節選原文:
────────

山東師範大學“保守主義投資哲學概論”通識課程目前由孫建老師主持。孫老師是青年才俊,出生於1981年,在基礎課程教育研究中心工作,同時又是在職研究生。多年來,孫老師一直閱讀我的文章。因為對保守主義投資懷有強烈的興趣,孫老師努力學習,最終又促成了孫老師開設了這個課程。
孫老師在上課的時候,博采眾長,自編講義,參考了許多價值投資的經典之作。但是,他似乎最喜歡引用我的文章。講的多了,以致他的學生沒有一個不知道我。於是,學生們紛紛閱讀我在新浪博客上的文章。孫老師又通過他的學生聯系到我,原本是要邀請我到他山東師大講學的,但我很惶恐,力拒之。不過孫老師絕不舍棄,於是在九月二十日那天與他的一個學生從濟南親赴福建見我,這讓我極為感動。
孫老師說,他開設這個通識課是經過深思熟慮的,為當前國內其他高校所罕有。這個班級里的學生為數不多,僅十三人,因此孫老師憂慮其前景。我則贊賞他做了一件相當有意義的事。據孫老師所知,目前直接以“保守主義投資哲學概論”命名的通識課程在全國恐怕僅此一家。我認為,這個市場能夠進行價值投資的,不會超過5%,而且這還是最樂觀的估計。所以,願意學習價值投資的學生人數少是很正常的事,因為價值投資從未蔚然成風過。

────────

記錄資料:
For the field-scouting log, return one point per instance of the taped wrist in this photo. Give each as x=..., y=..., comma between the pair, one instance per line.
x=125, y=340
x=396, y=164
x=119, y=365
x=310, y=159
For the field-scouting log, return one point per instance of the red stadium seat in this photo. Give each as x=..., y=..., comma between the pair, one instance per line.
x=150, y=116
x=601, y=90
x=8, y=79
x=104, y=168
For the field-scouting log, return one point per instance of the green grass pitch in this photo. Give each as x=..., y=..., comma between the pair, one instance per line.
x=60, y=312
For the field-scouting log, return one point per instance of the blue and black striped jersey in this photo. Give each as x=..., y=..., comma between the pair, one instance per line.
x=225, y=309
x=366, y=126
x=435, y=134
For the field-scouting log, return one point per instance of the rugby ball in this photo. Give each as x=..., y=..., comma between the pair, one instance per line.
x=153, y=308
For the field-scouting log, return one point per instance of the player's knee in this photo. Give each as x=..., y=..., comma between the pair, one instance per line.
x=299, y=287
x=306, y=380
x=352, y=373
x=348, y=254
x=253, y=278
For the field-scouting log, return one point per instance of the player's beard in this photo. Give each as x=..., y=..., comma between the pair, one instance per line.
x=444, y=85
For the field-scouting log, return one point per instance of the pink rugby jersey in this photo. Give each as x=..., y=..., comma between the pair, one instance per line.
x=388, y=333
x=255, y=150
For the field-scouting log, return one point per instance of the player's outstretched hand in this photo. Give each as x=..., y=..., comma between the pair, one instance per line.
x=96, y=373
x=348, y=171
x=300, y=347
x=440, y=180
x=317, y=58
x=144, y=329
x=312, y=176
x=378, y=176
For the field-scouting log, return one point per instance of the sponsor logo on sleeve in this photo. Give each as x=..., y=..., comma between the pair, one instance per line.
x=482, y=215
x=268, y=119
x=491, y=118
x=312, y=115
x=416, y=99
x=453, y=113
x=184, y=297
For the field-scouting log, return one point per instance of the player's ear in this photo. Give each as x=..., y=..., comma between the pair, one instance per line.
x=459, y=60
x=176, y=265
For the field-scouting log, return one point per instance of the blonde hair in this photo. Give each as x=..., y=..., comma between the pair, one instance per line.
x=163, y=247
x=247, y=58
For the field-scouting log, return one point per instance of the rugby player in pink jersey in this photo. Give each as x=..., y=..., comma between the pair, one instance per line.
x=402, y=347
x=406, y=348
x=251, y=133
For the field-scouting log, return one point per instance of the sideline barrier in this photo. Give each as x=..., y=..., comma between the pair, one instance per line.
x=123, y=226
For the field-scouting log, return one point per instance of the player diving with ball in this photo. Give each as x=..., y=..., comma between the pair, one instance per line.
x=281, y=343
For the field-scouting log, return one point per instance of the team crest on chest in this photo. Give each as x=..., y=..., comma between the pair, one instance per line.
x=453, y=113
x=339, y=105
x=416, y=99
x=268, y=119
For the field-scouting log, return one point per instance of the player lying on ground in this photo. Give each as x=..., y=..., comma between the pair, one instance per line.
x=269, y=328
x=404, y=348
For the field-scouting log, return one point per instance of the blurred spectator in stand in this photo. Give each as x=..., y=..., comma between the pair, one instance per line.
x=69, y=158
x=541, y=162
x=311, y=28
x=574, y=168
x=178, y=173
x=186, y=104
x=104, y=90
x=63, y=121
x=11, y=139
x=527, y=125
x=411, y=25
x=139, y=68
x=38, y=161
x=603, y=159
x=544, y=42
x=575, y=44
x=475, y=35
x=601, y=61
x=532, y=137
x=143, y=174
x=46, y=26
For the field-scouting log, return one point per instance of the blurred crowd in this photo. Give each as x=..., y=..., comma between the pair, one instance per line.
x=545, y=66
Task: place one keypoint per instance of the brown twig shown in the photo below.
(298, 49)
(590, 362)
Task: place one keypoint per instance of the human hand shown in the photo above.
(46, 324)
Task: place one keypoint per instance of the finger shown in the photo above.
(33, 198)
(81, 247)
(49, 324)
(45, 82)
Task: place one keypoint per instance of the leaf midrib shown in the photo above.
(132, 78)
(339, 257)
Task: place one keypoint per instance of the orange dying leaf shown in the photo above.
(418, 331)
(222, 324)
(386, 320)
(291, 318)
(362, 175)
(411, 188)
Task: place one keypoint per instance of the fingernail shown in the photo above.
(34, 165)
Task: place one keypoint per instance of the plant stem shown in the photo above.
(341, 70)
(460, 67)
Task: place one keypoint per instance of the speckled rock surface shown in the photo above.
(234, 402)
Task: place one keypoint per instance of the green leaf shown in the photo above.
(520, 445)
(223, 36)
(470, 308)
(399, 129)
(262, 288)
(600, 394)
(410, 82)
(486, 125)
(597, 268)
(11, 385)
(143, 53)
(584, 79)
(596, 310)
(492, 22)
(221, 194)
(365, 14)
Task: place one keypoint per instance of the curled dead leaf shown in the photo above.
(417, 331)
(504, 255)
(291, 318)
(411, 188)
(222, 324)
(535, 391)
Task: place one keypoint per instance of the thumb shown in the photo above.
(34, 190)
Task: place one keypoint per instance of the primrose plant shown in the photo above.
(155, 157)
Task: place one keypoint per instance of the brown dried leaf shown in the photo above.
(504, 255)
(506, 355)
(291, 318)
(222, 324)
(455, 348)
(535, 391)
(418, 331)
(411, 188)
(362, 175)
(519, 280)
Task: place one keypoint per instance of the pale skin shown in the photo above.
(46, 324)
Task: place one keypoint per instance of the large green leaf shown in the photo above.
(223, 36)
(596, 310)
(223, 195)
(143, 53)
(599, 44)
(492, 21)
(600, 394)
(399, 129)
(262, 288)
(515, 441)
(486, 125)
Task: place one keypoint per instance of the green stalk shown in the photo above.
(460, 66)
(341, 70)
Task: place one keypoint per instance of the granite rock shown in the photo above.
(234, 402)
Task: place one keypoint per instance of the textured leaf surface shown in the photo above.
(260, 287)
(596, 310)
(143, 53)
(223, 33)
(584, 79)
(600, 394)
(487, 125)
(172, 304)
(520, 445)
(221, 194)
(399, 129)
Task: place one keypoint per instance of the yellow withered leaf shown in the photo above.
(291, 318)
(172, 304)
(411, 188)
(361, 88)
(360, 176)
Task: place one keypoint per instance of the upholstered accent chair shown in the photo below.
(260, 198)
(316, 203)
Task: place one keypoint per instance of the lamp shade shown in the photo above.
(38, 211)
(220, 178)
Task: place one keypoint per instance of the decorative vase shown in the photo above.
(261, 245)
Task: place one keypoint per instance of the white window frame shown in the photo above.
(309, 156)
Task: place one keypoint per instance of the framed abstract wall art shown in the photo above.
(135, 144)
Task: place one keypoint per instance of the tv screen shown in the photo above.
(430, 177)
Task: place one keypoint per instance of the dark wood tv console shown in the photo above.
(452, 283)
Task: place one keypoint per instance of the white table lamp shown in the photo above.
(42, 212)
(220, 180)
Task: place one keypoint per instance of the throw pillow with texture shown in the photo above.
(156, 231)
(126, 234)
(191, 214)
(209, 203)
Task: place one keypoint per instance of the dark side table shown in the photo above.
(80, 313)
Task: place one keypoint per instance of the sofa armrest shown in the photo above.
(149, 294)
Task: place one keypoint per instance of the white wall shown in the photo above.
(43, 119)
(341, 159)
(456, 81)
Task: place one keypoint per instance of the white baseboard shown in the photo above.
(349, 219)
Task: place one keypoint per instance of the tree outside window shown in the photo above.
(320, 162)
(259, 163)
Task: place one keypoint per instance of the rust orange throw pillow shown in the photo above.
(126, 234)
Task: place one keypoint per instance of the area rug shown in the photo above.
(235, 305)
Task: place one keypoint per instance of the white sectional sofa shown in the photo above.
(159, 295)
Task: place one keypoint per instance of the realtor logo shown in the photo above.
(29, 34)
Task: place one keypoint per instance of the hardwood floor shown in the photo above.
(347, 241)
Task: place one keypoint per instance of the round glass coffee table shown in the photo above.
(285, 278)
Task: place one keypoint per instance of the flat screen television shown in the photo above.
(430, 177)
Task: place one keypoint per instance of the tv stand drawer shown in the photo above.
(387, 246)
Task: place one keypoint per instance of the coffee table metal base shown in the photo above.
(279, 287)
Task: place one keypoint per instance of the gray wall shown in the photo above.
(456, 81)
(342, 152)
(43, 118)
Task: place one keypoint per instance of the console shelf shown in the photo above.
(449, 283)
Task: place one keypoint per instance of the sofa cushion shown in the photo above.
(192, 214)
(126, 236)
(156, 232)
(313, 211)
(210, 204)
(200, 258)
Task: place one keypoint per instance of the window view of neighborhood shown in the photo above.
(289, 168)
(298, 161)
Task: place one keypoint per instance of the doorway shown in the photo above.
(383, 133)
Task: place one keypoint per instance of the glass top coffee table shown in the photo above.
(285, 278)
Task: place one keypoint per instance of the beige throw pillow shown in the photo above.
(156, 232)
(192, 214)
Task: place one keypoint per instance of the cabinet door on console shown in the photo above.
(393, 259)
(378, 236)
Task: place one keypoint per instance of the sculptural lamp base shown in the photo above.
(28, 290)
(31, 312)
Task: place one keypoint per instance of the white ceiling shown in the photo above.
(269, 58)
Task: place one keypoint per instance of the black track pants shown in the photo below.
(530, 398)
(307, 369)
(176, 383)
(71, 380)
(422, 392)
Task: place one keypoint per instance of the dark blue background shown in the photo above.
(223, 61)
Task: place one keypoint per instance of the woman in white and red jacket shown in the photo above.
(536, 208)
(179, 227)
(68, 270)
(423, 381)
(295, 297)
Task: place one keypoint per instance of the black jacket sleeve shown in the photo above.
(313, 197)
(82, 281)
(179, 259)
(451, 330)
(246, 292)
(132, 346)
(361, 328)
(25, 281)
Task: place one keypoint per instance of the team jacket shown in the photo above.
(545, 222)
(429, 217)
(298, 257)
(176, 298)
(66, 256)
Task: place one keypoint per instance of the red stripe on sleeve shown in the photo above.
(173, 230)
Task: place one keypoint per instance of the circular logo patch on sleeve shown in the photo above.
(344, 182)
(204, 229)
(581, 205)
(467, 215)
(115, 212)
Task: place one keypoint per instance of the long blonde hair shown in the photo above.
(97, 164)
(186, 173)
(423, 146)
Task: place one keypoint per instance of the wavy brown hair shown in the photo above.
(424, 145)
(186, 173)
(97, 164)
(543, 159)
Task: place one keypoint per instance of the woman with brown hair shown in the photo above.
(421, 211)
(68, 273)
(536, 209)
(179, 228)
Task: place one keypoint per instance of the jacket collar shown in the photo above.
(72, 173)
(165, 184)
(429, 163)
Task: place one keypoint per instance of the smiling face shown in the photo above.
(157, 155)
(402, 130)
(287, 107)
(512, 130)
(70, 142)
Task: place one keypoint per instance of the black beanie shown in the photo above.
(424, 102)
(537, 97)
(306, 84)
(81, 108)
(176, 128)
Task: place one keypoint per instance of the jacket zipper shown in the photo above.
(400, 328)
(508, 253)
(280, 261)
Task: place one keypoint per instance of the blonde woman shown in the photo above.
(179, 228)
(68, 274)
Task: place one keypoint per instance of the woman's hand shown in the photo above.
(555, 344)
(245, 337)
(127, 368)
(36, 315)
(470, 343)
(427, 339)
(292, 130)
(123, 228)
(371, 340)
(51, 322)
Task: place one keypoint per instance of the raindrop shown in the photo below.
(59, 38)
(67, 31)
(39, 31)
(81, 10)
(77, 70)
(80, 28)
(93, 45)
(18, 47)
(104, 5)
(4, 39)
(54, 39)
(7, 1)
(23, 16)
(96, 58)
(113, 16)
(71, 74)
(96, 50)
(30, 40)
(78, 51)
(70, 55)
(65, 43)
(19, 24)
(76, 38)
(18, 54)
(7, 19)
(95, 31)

────────

練習任務:
1/ 請將介紹保守主義投資課程的節選原文,從“孫老師在上課的時候,博采眾長”一路往下到“赴福建見我,這讓我極為感動。”為止,逐字謄寫一遍。
2/ 根據這段關於保守主義投資課程的節選,孫老師開設的通識課班上有多少名學生?
3/ 請接著這段講述保守主義投資通識課的文字,從最後一句之後往下續寫。

各題解答:
1/
孫老師在上課的時候,博采眾長,自編講義,參考了許多價值投資的經典之作。但是,他似乎最喜歡引用我的文章。講的多了,以致他的學生沒有一個不知道我。於是,學生們紛紛閱讀我在新浪博客上的文章。孫老師又通過他的學生聯系到我,原本是要邀請我到他山東師大講學的,但我很惶恐,力拒之。不過孫老師絕不舍棄,於是在九月二十日那天與他的一個學生從濟南親赴福建見我,這讓我極為感動。

2/ 僅十三人。

3/
在美國,有一家專門傳授價值投資的學院,它就是哥倫比亞大學商學院,大名鼎鼎的價值投資之父本傑明·格雷厄姆曾在那里任教,而他最著名的學生沃倫·巴菲特曾在那里受教。在哥倫比亞商學院誕生了許多世界級的投資者,他們當中,除了巴菲特外,還有沃爾特·施洛斯、約翰·納普、比爾·魯安等等一長串的名字。每年都有許多傑出的投資者到那里講學。幾十年來,哥倫比亞商學院一直被視為價值投資的大本營。
價值投資者奉行的是保守而不是激進,因此價值投資的哲學就是保守主義的投資哲學。因為保守,價值投資者大都采取“被動”交易或消極交易,註重防禦而不是進攻,長期投資,視股票為企業、為資產,不輕易運用財務杠桿,堅守自己的能力範圍,尋求股票的安全邊際,擯棄一夜暴富投機賭博的行為,知道複利的強大威力,洞察市場情緒,做與眾不同的事、做正確的事、正確的事反複做。價值投資難就難在知易行難,這是因為人性的弱點所致。所以,真正以價值投資行事的人如鳳毛麟角。
有人說,投資者是不可教育的,我表示贊同。塞思·卡拉曼也說過類似的話,價值投資需要基因,其言外之意是,缺乏價值投資基因的免談。但是,我仍然期待有更多的人學習價值投資,奉行保守主義的策略。因為畢竟有許多人需要投資,需要實現財務自由,需要正確的價值觀和投資觀。現在,孫老師終於搭建起這個學習的平臺。我期待這十三名學生中能夠誕生出中國一流的投資者,更期待有一天中國也誕生出一個價值投資大本營。
多年前,我的博客曾以“在蒼茫中傳燈”命名,其用意就是把價值投資的理念傳播至五湖四海,就讓我以其作為本文的標題吧。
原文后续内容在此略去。